• Ziel 1
Fasse den folgenden Konzertbericht in zwei Sätzen zusammen.

Mittwoch, 29. Oktober 2008

Mogwai, Paris, 28.10.08


Konzert: Mogwai (The Twilight Sad)

Ort: Casino de Paris
Datum: 28.10.2008
Zuschauer: sehr gute Auslastung
Konzertdauer: satte 106 Minuten (The Twilight Sad mickrige 28 Minuten)



Puh! Das heutige Konzert ist für mich verdammt schwierig zu beurteilen! Auch ein paar Stunden später bin ich noch hin-und hergerissen. War das jetzt famos und überaus dramatisch oder mittelmäßig und eher langweilig? Nun, eigentlich beides, denn es gab unglaublich wuchtige, hochdynamische Passagen (vor allem mit Bat Cat ganz zum Schluß, ein Hammer!), aber auch sehr langatmige und zähe Strecken.

• Ziel 2
Liste jede Zeile der Datensätze auf, in der die Zeichenfolge „turquoise“ vorkommt.

(Einträge zur Punktannotation in Bildern)
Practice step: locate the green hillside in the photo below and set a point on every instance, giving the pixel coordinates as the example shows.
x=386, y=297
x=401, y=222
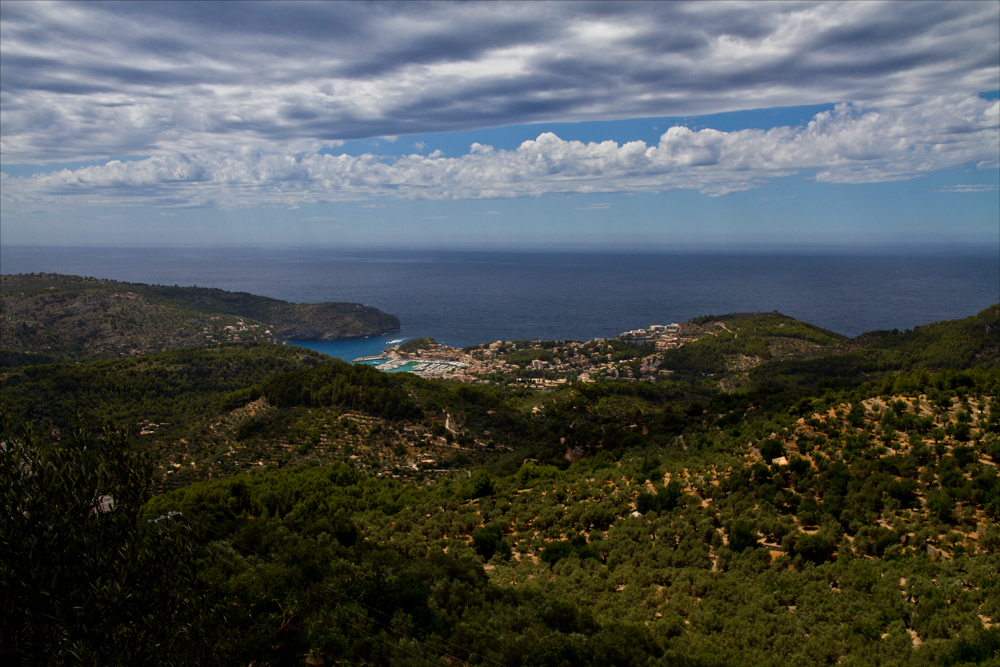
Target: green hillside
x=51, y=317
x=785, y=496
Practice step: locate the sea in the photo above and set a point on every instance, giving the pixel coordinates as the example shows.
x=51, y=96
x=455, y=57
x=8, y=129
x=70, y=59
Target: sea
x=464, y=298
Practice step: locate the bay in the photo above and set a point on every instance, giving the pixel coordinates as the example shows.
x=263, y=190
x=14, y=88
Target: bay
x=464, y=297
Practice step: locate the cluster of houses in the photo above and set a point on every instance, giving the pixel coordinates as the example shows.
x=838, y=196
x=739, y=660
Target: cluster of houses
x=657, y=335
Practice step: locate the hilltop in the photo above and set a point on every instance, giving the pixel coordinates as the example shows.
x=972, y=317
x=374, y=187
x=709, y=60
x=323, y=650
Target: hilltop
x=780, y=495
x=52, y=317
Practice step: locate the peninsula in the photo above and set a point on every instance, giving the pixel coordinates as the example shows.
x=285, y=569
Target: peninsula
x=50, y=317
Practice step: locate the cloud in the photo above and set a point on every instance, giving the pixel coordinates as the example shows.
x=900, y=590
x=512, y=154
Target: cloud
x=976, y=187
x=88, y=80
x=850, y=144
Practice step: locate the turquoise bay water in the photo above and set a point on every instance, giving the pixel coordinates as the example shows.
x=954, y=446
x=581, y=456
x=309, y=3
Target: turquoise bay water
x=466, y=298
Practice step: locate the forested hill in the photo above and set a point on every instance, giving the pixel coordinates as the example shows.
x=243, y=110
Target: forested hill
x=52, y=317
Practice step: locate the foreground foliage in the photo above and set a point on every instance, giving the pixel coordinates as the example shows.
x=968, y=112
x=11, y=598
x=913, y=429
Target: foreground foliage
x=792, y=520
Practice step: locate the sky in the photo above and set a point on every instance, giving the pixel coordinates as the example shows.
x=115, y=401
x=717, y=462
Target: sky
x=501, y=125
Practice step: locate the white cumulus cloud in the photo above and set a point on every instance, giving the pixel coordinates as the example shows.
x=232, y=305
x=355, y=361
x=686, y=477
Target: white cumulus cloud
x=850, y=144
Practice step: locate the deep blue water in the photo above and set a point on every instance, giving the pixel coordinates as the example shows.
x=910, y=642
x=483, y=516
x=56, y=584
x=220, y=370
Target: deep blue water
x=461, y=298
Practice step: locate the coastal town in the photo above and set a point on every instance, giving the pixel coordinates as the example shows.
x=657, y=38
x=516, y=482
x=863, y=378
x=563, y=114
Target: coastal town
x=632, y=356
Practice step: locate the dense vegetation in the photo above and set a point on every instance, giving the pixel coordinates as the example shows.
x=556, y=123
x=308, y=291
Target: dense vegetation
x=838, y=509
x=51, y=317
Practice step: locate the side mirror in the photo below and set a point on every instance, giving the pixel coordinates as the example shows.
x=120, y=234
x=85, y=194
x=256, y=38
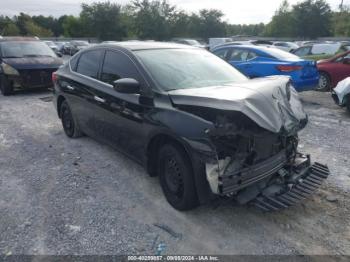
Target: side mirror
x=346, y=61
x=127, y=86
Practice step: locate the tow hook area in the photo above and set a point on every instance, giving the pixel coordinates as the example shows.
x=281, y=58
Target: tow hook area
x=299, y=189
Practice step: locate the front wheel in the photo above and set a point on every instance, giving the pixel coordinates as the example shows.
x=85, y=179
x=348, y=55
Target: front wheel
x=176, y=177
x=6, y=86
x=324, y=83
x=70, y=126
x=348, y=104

• Ergebnis der Aufgabe 1
Mogwai spielten mit The Twilight Sad als Vorband am 28.10.2008 vor sehr gut gefülltem Haus im Casino de Paris, wobei Mogwai 106 Minuten und The Twilight Sad nur 28 Minuten auf der Bühne standen. Das Konzert ist schwer zu beurteilen, weil es neben unglaublich wuchtigen, hochdynamischen Passagen, vor allem mit Bat Cat ganz zum Schluss, auch sehr langatmige und zähe Strecken gab.

• Ergebnis der Aufgabe 2
Practice step: locate the turquoise bay water in the photo above and set a point on every instance, giving the pixel coordinates as the example shows.
Target: turquoise bay water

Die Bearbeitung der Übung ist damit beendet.